Prosegui la sentenza sull'estinzione del processo tributario riportata qui sotto, ripartendo subito dopo l'ultima frase presente.

-- Fonte --
● ● ●

L'applicazione della causa di estinzione del processo tributario, introdotta dall'art. 3, comma secondo bis, lett. b), del d.l. 25 marzo 2010, n. 40, convertito nella legge 22 maggio 2010, n. 73, mediante pagamento del cinque per cento dell'importo della controversia, presuppone, per l'espresso dettato normativo, non solo la pendenza della lite da oltre dieci anni, ma anche la soccombenza totale dell'Amministrazione in entrambi i precedenti gradi di giudizio. Ne consegue che la suddetta causa di estinzione non opera quando il giudizio di appello si sia concluso con pronuncia di parziale riforma della decisione di primo grado per vizio di extrapetizione, in quanto questo, pur non essendo riferibile all'iniziativa del contribuente, determina comunque l'interesse ad impugnare da parte dell'Amministrazione.
Sul provvedimento
Testo completo
Composta dagli Ill.mi Sigg.ri Magistrati:
Dott. ADAMO Mario - Presidente -
Dott. GRECO Antonio - Consigliere -
Dott. OLIVIERI Stefano - rel. Consigliere -
Dott. CIGNA Mario - Consigliere -
Dott. IOFRIDA Giulia - Consigliere -
ha pronunciato la seguente:
SENTENZA
sul ricorso 11414/2006 proposto da:
MINISTERO DELL'ECONOMIA E FINANZE in persona del Ministro pro tempore, AGENZIA DELLE ENTRATE in persona del. Direttore pro tempore, elettivamente domiciliati in ROMA VIA DEI PORTOGHESI 12, presso l'AVVOCATURA GENERALE DELLO STATO, che li rappresenta e difende ope legis;
- ricorrenti -
contro
RAS SPA in persona del legale rappresentante pro tempore, elettivamente domiciliato in ROMA VIALE G. MAZZINI 9-11, presso lo studio dell'avvocato SALVINI LIVIA, che lo rappresenta e difende giusta delega a margine;
- controricorrente -
avverso la sentenza n. 23/2005 della COMM. TRIB. REG. di MILANO, depositata il 17/02/2005;
udita la relazione della causa svolta nella pubblica udienza del 21/09/2012 dal Consigliere Dott. STEFANO OLIVIERI;
udito per il ricorrente l'Avvocato GENTILI, che ha chiesto l'accoglimento;
udito per il controricorrente l'Avvocato SALVINI, che ha chiesto il rigetto;
udito il P.M. in persona del Sostituto Procuratore Generale Dott. DEL CORE Sergio, che ha concluso per il rigetto del ricorso. SVOLGIMENTO DEL PROCESSO
Con avviso di accertamento ai fini IRPEG ed ILOR notificato alla società Lavoro e Sicurtà di Assi e Riass.ni s.p.a. (incorporata nel corso del giudizio in RAS s.p.a., successivamente denominata Riunione Adriatica di Sicurtà Holding s.p.a. ed incorporata per fusione nella società Alleanza SE come da atto 3.10.2006) venivano recuperati ad imponibile, per l'anno 1992, costi ritenuti indeducibili in quanto non documentati (Euro 5.164.67) e spese generali (accantonamenti a riserva matematica per Euro 113.394.25) in quanto portate in deduzione integralmente (con riferimento tanto alle somme derivanti da incasso dei premi assicurativi - che concorrevano alla formazione del reddito -, quanto alle somme derivanti dai proventi dell'impiego finanziario dei premi - interessi non concorrenti alla formazione del reddito-) anziché nei limiti della proporzione tra ricavi imponibili ed esenti come previsto dall'art. 75, comma 5, T.U.I.R., nel testo vigente "ratione temporis".

● ● ●

-- Elenco archiviato --
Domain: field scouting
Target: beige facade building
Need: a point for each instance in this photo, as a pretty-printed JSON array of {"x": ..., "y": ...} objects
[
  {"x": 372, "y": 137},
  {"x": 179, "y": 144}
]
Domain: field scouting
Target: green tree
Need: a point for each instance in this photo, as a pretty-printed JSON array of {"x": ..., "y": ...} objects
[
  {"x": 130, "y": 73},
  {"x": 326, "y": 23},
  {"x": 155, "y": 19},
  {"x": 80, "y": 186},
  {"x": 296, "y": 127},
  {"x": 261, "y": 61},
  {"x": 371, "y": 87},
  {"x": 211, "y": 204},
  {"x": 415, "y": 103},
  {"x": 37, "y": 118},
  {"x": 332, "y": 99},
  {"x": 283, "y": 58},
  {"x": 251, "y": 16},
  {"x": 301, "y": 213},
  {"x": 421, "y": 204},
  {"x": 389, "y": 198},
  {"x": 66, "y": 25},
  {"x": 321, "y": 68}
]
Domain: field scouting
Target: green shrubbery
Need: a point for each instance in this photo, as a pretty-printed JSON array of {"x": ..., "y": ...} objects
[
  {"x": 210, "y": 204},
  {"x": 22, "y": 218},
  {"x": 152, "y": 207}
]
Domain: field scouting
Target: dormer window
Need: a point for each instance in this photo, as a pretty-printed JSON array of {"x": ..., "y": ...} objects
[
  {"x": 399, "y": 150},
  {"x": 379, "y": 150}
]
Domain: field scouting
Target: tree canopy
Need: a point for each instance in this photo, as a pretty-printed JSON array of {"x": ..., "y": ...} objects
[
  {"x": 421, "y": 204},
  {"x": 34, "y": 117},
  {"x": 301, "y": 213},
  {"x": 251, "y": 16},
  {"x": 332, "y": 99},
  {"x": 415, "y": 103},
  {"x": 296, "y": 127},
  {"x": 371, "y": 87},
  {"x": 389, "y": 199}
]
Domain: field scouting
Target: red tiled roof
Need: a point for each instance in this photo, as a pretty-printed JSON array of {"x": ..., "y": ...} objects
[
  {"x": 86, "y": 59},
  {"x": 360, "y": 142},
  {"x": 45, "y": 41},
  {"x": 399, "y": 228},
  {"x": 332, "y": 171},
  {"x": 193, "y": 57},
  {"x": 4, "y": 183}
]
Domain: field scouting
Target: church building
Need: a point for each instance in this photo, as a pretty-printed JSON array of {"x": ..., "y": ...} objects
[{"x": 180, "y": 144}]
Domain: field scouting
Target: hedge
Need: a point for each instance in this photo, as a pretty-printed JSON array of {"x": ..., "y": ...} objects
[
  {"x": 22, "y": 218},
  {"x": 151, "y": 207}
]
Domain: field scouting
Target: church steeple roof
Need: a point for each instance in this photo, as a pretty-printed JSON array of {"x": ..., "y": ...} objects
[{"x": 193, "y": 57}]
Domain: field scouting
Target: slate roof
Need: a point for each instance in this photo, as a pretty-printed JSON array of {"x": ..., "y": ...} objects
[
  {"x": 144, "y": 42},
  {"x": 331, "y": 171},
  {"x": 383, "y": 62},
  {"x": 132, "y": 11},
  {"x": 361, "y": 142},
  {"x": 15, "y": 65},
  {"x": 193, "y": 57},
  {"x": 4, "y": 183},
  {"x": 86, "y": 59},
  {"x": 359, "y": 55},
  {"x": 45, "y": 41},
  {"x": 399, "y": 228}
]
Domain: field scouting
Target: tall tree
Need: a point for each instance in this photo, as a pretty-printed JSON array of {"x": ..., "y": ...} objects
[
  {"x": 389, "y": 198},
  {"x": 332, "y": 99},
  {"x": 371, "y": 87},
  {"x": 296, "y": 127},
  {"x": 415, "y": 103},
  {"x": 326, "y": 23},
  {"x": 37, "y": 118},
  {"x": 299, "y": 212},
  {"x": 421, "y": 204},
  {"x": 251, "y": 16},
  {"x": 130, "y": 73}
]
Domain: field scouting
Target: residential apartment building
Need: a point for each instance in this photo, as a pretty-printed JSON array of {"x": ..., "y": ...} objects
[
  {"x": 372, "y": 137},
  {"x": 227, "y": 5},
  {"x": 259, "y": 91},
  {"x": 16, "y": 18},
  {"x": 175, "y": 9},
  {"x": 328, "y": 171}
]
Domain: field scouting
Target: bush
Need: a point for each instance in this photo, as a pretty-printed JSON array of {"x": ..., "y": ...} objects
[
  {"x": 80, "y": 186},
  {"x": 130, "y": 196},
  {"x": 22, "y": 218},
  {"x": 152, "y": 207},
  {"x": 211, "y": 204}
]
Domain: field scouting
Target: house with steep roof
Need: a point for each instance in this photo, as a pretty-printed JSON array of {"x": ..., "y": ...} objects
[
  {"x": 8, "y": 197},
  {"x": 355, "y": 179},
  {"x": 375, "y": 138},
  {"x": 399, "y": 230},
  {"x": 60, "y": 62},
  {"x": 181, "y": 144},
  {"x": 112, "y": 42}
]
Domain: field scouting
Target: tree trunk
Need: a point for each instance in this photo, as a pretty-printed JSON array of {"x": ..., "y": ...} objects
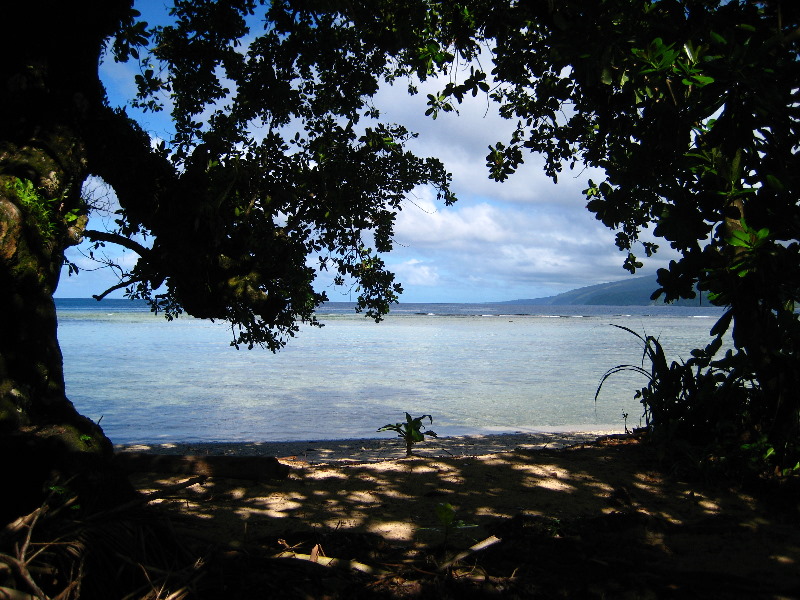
[{"x": 49, "y": 88}]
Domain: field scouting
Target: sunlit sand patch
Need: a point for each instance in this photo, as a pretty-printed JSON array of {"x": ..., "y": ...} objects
[
  {"x": 363, "y": 497},
  {"x": 323, "y": 473},
  {"x": 549, "y": 483},
  {"x": 488, "y": 511},
  {"x": 393, "y": 530}
]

● ● ●

-- Risultato dell'esercizio --
La decisione della CTP di Milano n. 250 del 2001, che aveva disposto l'annullamento dell'avviso, è stata parzialmente riformata dalla CTR lombarda con sentenza 17.2.2005 n. 23. I Giudici territoriali:
1- hanno accolto il motivo di gravame dell'Ufficio concernente il vizio di extrapetizione della sentenza impugnata nella parte in cui si era pronunciata, in assenza di domanda del contribuente, sulla illegittimità della ripresa concernente i costi non ammessi in deduzione per mancanza di documentazione;
2 - hanno invece rigettato il secondo motivo di gravame dell'Ufficio, richiamandosi al precedente di questa Corte 23.10.2003 n. 15935 ed alle successive pronunce conformi, che avevano evidenziato la natura peculiare di "ricavi sospesi" delle somme accantonate ex lege, non riconducibili pertanto alla disciplina normativa generale della deducibilità delle spese e degli oneri connesse alla realizzazione di ricavi, e dunque integralmente deducibili - indipendentemente dalla fonte di produzione - in quanto da considerare componenti passivi di reddito. Avverso tale sentenza hanno proposto ricorso per cassazione la Agenzia delle Entrate ed il Ministero della Economia e delle Finanze, con atto notificato il 4.4.2006, deducendo con un unico motivo la violazione di norme di diritto.
Ha resistito con controricorso la società chiedendo il rigetto del ricorso per infondatezza del motivo.
In pendenza del presente giudizio la società contribuente ha presentato istanza di definizione della lite ai sensi del D.L. 25 marzo 2010, n. 40, art. 3, comma 2 bis, lett. b), conv. in L. 22 marzo 2010, n. 73, che e stata ritenuta "irregolare" dalla Agenzia
delle Entrate in quanto proposta in carenza del presupposto della soccombenza della Amministrazione finanziaria in entrambi i gradi del giudizio di merito.
La società ha depositato memoria illustrativa ex art. 378 c.p.c., con la quale ha eccepito, in via preliminare, la estinzione del giudizio ex L. n. 73 del 2010, rilevando che l'errore di definizione del "thema decidendum" in cui era incorso il primo giudice non poteva risolversi in pregiudizio del contribuente precludendogli l'accesso alla forma di definizione agevolata della lite.
MOTIVI DELLA DECISIONE
1. Questioni pregiudiziali.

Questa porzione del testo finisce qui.